Skip to main content

Categorical BM25 search engine using pure category theory

Project description

Vajra BM25

Python 3.8+ License: MIT

Vajra (Sanskrit: वज्र, "thunderbolt") is a high-performance BM25 search engine. It uses Category Theory abstractions to reframe the BM25 algorithm, providing a well-structured API with vectorized implementations. Benchmarks show Vajra is ~1.2-1.3x faster than BM25S (one of the fastest Python BM25 libraries) while achieving competitive recall across datasets.

> **Task details**
Continue the Vajra BM25 search engine project description from its last sentence.

> **Collected material**
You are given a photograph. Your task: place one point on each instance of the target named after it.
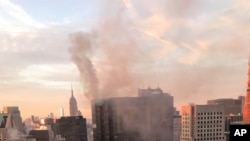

> **Output for this exercise**
What Makes Vajra Different

Vajra implements the standard BM25 ranking algorithm using rigorous mathematical abstractions:

  • Morphisms: BM25 scoring as a mathematical arrow (Query, Document) → ℝ
  • Coalgebras: Search as state unfolding QueryState → List[SearchResult]
  • Functors: The List functor captures multiple-results semantics

While Vajra BM25 uses the same underlying mathematics of BM25, it uses different vocabulary to describe the search process, and the abstractions are more amenable to experimentation and improvement. The core BM25 formula is identical to other implementations—category theory provides the organizational structure.

Installation

# Basic installation (zero dependencies)
pip install vajra-bm25

# With optimizations (NumPy + SciPy for vectorized operations)
pip install vajra-bm25[optimized]

# With PDF support (index and search PDF documents)
pip install vajra-bm25[pdf]

# With index persistence (save/load indices)
pip install vajra-bm25[persistence]

# With vector search (semantic search with embeddings)
pip install vajra-bm25[vector]

# With vector search + Numba acceleration
pip install vajra-bm25[vector-numba]

# With CLI (interactive search)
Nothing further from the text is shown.